El español que enamoró al mundo – Ignacio Peyró

 


No hay nada imposible, pero a mí me lo parece que cualquier buen amante de la literatura no disfrute leyendo a Ignacio Peyró. La naturalidad con que utiliza un lenguaje rico plagado de referencias sociales y culturales, lo directo y claro de la exposición y el humor que apenas falta y siempre está allá donde es más necesario (para reírse de uno mismo), hacen de la lectura de este libro un fiestorro memorable (y no digo fiesta porque la mayoría solemos leer vestidos de cualquier manera).

Además, ¡anda que no hace falta osadía para arriesgar tanto talento con un protagonista como Julio Iglesias!

O no.

Depende de lo que el autor haya confiado en su propia capacidad (sospecho que mucho) y en la suerte de su biografiado (sospecho que bastante). Lo digo porque para Julio Iglesias, que ha tenido gran fortuna en algunos momentos de su vida, no es una chamba menor que Peyró se haya fijado en él, porque este libro ni encumbra ni despeña a don Julio, pero su valor literario lo mantendrá en el formol de la buena literatura, paraje donde hasta ahora era un desconocido. Solo le falta que alguien le haga una estatua o un retrato de valor artístico incontestable para eternizase como el bufón de don Sebastián de Morra.

Yo he sido, lo confieso, una especie de inconsciente «antijulio» de tres al cuarto; alguien que no ha comprado ni uno solo de sus discos, ni puesto los pies en uno solo de sus conciertos, ni sintonizado uno solo de sus temas en ninguna aplicación. Alguien, también, que no ha leído ni una sola página sobre él, aunque no ha podido evitar ver infinidad de titulares en revistas a lo largo de los años o toparme con comentarios sobre él en radio y televisión. En definitiva, toda mi vida le he dedicado una indiferencia olímpica, quién sabe si porque sus pastelosas canciones no encajaban en mis gustos o para distinguirme de la parte de la generación anterior que lo veneraba. Y, sin embargo, hasta mis oídos han llegado muchísimas de sus canciones y sé de él más que de algunos familiares.

En eso consiste la fama. En estar hasta donde nadie te reclama. Es decir, en funcionar como una plaga.

En todo ese saber involuntario nunca he encontrado nada artístico digno de admiración, aunque, como en alguna de las páginas de este libro he creído entender, quizá el secreto de Julio Iglesias haya sido, precisamente, la perfecta combinación de inanidades y mediocridades que han hecho de él algo imposible y, por lo tanto y en el fondo, admirable: un mediocre excelso. ¿Quién dijo que la mediocridad no debe aspirar a la perfección? Porque cuando digo «han hecho» o «aspirar» me refiero a lo que no se puede admirar porque no se ve o se ignora: el ingente trabajo alimentado por una descomunal ambición y varias inteligencias despiertas que ha permitido el milagro de que este pan tumaca haya sido considerado ambrosía.

El problema: Traduce al inglés esta oración de la reseña del libro de Ignacio Peyró sobre Julio Iglesias: «Depende de lo que el autor haya confiado en su propia capacidad (sospecho que mucho) y en la suerte de su biografiado (sospecho que bastante).» El material no guarda relación con la reseña.

Información proporcionada:
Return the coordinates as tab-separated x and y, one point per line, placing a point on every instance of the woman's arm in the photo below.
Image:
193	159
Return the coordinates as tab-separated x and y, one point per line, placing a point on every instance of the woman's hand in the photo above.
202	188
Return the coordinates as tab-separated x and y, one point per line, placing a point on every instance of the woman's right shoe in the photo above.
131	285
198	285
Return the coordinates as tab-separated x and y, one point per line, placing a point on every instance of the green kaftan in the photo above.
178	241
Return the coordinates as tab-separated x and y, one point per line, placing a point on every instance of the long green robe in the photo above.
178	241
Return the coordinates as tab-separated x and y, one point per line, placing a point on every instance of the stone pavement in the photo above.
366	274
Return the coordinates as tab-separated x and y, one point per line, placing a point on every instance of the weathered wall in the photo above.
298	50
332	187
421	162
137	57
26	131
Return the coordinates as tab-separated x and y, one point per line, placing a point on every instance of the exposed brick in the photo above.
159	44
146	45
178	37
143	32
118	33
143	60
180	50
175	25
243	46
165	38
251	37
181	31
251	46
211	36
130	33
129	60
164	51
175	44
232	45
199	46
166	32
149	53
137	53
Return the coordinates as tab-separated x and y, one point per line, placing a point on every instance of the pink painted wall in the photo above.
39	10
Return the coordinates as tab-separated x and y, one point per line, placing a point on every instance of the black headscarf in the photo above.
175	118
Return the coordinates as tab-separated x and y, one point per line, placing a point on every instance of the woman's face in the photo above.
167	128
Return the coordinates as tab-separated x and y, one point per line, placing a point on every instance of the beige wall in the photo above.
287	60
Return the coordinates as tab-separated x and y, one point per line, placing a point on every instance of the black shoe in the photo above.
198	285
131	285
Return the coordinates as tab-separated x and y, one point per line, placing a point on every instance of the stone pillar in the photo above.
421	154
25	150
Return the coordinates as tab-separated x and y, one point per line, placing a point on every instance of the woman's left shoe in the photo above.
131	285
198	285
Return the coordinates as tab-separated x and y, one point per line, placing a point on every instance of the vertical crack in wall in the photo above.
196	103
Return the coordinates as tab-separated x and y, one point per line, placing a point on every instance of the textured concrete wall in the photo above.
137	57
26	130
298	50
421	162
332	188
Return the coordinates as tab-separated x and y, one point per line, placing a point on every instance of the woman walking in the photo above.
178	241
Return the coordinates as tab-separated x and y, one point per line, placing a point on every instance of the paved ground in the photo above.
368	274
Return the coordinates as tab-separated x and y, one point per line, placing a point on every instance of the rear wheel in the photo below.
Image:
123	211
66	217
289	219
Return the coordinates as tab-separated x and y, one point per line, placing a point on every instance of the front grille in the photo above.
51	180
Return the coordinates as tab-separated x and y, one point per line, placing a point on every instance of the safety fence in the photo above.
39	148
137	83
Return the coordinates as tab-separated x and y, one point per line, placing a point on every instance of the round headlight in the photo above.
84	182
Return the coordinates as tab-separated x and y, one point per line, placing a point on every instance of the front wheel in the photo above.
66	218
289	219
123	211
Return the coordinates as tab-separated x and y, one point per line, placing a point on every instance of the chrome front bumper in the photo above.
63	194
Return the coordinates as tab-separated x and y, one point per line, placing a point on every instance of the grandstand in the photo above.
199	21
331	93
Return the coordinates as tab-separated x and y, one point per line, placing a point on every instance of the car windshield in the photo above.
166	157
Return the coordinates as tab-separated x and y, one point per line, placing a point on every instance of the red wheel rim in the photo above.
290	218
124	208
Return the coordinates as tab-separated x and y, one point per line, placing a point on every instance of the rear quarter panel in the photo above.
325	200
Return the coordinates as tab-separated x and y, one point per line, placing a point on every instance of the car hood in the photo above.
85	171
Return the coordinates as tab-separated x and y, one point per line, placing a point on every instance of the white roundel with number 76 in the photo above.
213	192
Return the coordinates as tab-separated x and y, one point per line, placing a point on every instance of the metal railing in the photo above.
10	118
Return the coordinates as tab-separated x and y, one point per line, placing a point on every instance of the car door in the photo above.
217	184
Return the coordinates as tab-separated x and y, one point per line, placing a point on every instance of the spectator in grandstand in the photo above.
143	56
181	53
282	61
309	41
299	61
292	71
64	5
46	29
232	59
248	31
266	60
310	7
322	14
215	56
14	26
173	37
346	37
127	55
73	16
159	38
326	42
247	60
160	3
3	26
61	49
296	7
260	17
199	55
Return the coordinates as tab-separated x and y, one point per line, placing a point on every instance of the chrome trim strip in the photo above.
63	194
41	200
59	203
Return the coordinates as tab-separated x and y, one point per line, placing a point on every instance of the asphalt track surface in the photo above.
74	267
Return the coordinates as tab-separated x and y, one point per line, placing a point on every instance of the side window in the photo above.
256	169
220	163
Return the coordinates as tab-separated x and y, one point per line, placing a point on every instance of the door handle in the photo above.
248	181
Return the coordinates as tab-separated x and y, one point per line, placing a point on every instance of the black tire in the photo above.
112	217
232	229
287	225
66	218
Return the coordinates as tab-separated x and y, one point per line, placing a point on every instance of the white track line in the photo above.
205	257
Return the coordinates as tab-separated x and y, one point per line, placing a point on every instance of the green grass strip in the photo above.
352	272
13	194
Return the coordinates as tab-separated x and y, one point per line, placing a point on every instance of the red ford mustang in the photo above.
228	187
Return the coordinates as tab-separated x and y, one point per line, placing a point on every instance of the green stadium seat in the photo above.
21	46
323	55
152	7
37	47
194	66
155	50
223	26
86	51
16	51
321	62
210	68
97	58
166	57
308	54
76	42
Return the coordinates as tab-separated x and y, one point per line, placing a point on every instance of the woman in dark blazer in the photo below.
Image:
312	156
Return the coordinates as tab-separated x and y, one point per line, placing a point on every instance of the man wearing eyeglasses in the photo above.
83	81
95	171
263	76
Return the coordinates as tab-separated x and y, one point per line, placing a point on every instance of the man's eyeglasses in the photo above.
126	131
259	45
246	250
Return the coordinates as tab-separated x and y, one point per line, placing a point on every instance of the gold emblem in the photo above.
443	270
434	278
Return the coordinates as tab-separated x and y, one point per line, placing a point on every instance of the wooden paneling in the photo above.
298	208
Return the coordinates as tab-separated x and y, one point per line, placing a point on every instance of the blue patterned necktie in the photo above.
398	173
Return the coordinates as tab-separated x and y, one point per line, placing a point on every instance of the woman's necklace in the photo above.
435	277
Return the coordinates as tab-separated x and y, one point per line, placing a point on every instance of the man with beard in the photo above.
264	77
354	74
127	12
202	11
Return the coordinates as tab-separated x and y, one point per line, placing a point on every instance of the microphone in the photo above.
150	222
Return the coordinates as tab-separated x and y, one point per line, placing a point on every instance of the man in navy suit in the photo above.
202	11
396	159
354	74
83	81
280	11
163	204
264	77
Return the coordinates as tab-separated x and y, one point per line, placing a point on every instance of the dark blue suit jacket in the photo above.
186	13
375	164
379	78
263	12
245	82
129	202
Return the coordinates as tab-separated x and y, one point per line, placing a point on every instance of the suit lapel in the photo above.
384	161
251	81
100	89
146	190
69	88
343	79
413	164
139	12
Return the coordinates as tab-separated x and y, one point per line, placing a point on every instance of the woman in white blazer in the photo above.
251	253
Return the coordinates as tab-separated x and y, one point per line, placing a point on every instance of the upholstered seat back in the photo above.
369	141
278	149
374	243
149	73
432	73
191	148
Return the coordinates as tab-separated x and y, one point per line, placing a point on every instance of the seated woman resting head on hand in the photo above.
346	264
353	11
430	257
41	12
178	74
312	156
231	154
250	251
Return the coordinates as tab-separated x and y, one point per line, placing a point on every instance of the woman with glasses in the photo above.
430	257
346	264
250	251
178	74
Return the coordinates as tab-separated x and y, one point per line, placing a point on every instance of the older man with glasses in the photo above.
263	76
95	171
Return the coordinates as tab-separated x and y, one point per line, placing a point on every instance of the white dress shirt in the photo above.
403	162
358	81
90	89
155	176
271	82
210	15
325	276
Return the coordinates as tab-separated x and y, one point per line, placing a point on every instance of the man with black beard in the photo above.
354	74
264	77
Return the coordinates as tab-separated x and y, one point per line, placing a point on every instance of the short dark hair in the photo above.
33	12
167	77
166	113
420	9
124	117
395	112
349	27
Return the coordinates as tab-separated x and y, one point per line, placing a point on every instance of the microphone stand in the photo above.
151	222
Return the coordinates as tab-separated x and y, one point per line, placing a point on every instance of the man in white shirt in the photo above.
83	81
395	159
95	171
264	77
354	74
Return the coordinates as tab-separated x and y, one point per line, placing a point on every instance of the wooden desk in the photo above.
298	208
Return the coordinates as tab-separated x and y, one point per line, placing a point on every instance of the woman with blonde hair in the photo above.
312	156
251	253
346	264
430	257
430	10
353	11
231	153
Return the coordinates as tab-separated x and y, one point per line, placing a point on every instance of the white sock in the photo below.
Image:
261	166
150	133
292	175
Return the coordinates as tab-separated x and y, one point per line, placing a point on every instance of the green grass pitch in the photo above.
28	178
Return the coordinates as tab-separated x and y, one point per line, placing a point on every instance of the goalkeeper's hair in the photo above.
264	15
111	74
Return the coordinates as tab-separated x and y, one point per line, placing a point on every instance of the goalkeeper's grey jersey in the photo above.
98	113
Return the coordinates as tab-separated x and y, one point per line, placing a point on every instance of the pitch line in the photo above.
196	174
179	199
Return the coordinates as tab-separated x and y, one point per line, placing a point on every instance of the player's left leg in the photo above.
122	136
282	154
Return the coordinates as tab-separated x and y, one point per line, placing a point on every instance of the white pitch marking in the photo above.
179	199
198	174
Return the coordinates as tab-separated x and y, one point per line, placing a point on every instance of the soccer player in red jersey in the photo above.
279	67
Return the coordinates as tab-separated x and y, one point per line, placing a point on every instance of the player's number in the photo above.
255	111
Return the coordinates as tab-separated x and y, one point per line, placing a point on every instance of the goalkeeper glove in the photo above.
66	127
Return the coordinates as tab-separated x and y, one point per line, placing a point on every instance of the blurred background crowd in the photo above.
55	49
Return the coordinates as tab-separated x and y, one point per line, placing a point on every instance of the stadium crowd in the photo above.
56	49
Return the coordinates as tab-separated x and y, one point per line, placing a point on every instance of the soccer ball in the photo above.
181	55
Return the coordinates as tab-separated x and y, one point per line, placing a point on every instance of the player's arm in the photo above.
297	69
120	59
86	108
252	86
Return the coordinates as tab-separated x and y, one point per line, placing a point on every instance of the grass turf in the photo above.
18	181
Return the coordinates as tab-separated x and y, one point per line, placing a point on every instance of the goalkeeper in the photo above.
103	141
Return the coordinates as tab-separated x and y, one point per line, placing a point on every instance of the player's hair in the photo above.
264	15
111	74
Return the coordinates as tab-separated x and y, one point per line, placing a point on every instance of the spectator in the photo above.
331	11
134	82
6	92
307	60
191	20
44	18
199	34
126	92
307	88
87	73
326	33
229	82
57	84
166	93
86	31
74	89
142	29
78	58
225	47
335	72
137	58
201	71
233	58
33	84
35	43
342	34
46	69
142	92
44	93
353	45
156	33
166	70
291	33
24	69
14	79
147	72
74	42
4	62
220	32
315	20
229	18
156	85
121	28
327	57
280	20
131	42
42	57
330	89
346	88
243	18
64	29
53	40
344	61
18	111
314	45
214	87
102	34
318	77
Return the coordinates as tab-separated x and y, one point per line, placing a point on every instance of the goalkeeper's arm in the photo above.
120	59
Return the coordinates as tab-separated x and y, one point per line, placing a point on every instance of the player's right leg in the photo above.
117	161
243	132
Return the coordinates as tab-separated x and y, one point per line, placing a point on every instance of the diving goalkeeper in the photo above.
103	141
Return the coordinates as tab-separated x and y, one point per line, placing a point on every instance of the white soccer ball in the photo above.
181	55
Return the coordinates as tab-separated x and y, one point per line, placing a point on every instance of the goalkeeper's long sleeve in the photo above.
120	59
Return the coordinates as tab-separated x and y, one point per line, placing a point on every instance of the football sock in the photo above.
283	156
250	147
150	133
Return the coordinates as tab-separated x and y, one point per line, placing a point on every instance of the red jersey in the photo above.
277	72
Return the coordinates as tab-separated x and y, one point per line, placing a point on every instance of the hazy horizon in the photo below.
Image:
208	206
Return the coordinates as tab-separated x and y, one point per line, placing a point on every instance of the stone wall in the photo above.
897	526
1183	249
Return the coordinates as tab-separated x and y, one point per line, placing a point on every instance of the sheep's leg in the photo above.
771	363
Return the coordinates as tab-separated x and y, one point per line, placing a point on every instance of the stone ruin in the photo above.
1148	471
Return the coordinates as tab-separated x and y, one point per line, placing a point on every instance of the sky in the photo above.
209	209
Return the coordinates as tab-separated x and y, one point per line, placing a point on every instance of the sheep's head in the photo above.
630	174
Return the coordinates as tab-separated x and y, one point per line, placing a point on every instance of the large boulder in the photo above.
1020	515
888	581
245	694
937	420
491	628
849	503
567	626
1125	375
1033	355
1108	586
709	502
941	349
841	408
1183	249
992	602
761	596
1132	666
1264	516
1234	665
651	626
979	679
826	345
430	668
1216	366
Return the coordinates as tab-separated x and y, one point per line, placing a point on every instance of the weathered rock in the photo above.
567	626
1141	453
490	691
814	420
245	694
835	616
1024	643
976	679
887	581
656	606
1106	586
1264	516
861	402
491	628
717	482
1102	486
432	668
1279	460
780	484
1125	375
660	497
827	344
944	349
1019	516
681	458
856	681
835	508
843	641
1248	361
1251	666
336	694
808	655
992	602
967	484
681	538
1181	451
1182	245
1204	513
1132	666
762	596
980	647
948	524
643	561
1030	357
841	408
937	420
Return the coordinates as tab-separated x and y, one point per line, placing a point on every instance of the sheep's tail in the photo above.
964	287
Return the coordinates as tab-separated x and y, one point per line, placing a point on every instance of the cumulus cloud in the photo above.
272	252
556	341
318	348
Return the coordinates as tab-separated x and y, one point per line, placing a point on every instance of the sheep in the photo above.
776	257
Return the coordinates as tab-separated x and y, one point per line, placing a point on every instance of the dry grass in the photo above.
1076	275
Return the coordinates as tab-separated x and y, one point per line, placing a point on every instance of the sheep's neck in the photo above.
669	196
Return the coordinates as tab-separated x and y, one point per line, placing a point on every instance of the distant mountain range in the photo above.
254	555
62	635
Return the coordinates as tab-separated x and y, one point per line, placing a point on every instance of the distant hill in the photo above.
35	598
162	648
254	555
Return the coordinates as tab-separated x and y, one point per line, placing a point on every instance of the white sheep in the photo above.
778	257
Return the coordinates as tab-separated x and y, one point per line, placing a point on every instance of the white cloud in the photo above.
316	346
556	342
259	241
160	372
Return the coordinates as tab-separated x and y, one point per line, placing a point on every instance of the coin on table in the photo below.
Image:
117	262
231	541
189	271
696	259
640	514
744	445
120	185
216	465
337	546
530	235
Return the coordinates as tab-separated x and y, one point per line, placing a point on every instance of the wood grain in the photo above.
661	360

Respuesta completa: It depends on how much the author has trusted his own ability (a great deal, I suspect) and the luck of his biographical subject (quite a bit, I suspect).